▶ [Istruzione]: Conta le righe dei record qui sotto che contengono la parola "gray" e scrivi soltanto il numero.

▶ [Set di dati]:
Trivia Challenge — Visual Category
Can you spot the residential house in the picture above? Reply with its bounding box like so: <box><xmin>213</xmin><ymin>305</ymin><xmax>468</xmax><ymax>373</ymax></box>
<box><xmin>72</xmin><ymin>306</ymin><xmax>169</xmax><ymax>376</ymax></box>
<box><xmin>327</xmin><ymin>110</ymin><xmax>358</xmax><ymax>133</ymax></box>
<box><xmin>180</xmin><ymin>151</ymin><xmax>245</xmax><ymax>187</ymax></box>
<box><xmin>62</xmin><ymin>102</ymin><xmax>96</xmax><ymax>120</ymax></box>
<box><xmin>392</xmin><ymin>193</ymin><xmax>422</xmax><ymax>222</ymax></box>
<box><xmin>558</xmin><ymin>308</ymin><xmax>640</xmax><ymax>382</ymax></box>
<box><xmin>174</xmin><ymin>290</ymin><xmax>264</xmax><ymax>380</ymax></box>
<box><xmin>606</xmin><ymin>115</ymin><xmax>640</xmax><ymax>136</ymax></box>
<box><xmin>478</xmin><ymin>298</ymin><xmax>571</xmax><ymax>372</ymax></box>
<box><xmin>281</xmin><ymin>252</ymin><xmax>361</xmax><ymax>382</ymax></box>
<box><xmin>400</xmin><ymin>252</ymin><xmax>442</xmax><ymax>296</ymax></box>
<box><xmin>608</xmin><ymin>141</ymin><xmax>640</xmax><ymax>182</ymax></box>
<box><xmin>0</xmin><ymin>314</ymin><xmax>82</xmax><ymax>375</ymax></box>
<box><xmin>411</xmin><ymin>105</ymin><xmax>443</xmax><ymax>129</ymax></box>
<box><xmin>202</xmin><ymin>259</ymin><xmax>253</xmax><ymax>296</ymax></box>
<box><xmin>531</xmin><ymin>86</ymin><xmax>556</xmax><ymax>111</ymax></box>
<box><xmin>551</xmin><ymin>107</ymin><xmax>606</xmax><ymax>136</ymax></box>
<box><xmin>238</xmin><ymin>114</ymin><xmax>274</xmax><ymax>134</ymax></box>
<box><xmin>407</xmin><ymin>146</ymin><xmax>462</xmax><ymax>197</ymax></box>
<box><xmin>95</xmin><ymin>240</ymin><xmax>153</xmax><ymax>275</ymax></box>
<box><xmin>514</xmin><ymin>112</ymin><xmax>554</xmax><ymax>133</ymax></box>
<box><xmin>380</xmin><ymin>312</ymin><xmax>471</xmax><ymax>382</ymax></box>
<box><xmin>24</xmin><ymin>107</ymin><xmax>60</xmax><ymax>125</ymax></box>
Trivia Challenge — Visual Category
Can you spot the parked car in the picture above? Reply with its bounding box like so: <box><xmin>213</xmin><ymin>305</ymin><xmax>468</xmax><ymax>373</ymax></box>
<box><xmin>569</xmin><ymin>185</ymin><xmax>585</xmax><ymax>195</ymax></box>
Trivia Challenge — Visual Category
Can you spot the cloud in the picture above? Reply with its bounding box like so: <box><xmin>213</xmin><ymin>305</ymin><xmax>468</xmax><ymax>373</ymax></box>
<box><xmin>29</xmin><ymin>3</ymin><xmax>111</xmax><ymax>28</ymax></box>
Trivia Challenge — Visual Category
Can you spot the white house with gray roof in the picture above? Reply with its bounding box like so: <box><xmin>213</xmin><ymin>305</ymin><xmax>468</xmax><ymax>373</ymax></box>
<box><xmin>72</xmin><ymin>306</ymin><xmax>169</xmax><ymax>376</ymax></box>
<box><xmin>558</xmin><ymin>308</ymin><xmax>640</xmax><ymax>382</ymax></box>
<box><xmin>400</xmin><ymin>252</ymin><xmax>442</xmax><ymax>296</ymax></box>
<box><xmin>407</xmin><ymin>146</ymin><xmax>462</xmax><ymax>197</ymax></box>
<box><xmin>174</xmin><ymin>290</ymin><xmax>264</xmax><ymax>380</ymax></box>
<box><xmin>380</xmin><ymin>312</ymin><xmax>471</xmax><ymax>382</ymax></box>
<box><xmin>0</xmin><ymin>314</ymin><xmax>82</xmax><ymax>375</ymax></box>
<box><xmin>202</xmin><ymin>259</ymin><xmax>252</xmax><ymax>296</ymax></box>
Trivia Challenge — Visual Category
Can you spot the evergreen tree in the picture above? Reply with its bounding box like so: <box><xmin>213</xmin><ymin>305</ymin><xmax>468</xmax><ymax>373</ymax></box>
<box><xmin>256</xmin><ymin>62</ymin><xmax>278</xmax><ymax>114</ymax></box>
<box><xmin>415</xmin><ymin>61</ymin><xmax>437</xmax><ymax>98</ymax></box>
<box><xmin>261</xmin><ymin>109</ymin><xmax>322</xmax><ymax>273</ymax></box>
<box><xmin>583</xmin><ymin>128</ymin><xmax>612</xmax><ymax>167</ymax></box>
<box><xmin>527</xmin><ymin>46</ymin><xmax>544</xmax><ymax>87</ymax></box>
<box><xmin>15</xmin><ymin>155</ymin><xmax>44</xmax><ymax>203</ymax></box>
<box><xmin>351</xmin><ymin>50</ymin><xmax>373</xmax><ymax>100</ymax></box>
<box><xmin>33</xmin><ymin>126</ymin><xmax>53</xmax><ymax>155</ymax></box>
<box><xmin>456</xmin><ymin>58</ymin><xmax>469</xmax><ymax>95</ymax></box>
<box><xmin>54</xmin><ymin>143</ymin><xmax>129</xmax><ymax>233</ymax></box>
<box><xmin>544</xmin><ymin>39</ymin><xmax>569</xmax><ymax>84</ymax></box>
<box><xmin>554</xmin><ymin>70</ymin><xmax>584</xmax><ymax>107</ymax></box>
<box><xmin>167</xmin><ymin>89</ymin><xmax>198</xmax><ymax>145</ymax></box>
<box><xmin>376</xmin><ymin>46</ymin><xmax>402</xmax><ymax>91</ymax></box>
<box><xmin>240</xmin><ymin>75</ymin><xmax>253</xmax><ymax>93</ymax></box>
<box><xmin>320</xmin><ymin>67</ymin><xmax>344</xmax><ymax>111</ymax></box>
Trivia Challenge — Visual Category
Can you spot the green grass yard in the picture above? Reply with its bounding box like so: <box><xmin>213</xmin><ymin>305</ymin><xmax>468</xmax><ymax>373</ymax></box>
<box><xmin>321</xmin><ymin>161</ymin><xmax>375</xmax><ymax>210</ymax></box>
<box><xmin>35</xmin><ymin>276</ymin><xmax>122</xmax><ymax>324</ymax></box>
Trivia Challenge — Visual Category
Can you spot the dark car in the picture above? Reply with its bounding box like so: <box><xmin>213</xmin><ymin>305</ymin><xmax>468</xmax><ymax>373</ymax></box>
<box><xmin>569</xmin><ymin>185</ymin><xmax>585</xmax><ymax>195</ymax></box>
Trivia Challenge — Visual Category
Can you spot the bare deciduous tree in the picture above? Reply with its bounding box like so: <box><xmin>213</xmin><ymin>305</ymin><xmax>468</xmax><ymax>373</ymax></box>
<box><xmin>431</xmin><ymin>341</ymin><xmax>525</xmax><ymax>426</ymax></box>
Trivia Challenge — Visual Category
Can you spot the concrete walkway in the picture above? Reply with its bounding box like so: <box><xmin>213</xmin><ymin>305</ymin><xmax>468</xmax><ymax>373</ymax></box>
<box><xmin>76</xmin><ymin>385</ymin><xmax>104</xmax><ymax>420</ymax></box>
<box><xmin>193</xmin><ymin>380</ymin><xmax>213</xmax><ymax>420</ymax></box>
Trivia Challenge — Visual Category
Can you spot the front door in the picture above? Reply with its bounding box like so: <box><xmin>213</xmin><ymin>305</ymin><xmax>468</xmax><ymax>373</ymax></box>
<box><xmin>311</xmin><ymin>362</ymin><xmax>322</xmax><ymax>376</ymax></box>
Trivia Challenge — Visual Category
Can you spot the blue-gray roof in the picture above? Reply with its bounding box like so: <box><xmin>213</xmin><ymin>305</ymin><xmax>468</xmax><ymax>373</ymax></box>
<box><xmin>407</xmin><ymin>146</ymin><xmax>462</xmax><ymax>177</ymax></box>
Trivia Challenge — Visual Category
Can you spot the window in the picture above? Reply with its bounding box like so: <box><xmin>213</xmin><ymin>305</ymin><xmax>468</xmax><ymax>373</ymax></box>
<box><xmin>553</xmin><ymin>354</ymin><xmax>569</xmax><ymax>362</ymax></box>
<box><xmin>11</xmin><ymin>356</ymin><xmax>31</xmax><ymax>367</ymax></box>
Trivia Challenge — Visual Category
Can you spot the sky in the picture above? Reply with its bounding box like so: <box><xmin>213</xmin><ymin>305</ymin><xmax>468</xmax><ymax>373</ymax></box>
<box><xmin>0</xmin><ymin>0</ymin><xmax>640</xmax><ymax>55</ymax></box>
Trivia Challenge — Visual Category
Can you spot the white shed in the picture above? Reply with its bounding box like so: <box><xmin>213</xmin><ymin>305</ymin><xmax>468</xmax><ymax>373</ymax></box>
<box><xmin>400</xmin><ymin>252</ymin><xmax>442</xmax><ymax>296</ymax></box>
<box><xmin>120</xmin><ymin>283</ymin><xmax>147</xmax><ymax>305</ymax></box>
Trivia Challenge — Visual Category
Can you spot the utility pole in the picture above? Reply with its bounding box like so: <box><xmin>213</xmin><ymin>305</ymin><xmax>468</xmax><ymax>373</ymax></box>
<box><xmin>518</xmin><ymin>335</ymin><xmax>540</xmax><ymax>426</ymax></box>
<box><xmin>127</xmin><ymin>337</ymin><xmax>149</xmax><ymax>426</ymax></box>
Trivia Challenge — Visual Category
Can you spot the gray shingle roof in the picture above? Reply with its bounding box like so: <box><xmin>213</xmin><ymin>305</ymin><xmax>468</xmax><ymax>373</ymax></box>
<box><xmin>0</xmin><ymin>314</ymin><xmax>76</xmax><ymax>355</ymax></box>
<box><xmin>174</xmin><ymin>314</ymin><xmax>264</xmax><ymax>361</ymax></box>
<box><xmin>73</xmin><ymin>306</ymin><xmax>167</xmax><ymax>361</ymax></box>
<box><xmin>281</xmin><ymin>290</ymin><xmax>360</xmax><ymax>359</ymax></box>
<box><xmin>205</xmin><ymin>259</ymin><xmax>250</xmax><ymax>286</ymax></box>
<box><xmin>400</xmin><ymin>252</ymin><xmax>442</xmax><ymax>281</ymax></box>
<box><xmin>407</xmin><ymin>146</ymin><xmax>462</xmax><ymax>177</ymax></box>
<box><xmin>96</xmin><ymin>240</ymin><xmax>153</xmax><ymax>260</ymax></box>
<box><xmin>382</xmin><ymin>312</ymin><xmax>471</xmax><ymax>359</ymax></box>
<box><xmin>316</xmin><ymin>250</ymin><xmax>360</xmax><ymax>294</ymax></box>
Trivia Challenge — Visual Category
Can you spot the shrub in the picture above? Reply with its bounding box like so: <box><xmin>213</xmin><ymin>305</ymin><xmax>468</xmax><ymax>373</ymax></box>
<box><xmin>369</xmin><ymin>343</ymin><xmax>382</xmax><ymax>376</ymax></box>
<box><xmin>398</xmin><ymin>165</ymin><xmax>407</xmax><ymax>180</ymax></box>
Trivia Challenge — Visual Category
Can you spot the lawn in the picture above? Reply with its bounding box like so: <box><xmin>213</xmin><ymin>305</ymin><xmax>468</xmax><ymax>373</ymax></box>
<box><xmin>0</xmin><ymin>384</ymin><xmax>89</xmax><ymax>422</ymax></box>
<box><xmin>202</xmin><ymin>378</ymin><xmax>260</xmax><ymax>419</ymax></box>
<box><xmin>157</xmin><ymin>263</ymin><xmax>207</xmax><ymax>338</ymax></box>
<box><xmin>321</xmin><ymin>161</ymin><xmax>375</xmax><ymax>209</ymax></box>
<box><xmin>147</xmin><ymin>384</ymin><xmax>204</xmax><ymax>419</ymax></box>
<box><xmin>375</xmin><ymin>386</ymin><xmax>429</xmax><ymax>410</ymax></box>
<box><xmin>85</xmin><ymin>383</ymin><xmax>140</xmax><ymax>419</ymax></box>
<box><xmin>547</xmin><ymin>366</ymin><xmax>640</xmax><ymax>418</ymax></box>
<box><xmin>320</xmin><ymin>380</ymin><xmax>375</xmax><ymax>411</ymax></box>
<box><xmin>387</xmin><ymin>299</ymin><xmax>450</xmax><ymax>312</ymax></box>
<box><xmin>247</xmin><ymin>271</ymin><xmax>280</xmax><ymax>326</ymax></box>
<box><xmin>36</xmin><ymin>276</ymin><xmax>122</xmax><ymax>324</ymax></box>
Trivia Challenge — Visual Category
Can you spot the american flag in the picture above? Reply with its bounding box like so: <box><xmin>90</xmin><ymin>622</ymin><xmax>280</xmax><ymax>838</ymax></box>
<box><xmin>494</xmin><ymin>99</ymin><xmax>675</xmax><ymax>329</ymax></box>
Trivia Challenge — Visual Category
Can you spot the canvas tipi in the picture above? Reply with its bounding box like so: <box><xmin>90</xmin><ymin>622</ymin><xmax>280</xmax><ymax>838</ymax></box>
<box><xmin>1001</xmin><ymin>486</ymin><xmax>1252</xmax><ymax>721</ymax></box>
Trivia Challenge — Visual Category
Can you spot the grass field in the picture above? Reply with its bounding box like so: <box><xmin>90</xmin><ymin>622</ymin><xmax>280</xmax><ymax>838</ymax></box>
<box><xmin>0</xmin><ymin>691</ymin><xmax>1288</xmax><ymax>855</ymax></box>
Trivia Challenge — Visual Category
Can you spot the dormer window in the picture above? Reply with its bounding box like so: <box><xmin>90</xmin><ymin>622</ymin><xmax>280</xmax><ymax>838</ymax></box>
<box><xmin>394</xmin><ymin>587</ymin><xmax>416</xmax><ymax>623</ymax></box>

▶ [Risultato]: 3